#### EXERCISE GOAL:
Please give, word for word, the line containing "Can you see the bus?" and every line that comes after it in the data below.
(THE RECORDS begins)
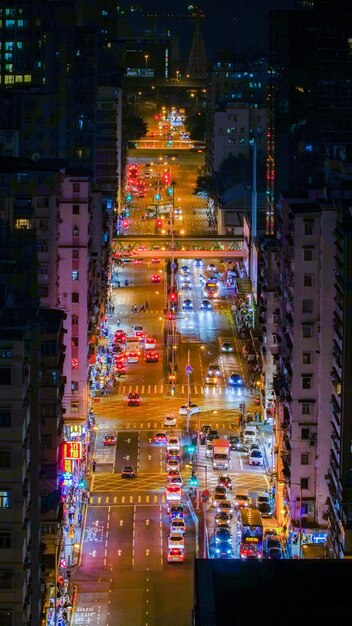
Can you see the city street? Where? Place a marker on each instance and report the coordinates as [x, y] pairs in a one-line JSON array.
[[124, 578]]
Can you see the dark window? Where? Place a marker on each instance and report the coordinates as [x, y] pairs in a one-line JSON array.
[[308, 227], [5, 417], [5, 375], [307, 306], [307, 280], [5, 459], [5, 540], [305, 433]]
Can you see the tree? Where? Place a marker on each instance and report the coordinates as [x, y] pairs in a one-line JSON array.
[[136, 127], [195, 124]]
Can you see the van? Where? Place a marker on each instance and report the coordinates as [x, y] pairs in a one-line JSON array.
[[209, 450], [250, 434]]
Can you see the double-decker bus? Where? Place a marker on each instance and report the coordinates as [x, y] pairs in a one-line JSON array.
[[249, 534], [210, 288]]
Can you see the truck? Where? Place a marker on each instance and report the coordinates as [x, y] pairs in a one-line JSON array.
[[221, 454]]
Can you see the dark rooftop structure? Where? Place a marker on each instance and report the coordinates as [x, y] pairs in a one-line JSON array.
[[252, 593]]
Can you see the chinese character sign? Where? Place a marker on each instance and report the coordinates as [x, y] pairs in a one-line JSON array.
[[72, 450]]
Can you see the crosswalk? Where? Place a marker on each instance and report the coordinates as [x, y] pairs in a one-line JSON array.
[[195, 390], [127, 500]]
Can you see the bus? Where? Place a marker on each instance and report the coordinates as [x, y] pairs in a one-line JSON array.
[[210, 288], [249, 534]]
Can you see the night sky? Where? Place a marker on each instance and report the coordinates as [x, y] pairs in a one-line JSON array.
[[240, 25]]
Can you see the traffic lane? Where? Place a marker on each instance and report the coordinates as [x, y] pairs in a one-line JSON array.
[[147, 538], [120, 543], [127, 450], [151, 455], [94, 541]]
(THE RECORDS ends)
#### WORKED SOLUTION:
Can you see the bus? Where? Place a marker on each instance and report the coordinates as [x, y] pairs in a one-line JSON array.
[[210, 288], [249, 534]]
Can you see the night sky? Where? Place a marker on each instance and report the coordinates as [x, y] pairs in a one-line JSON array.
[[240, 25]]
Can you see the traffic lane? Where? Place a marker on each instance and report the coordinates as [x, y] pairs in a one-line JSON array.
[[147, 538], [120, 543], [127, 450], [151, 455], [94, 541]]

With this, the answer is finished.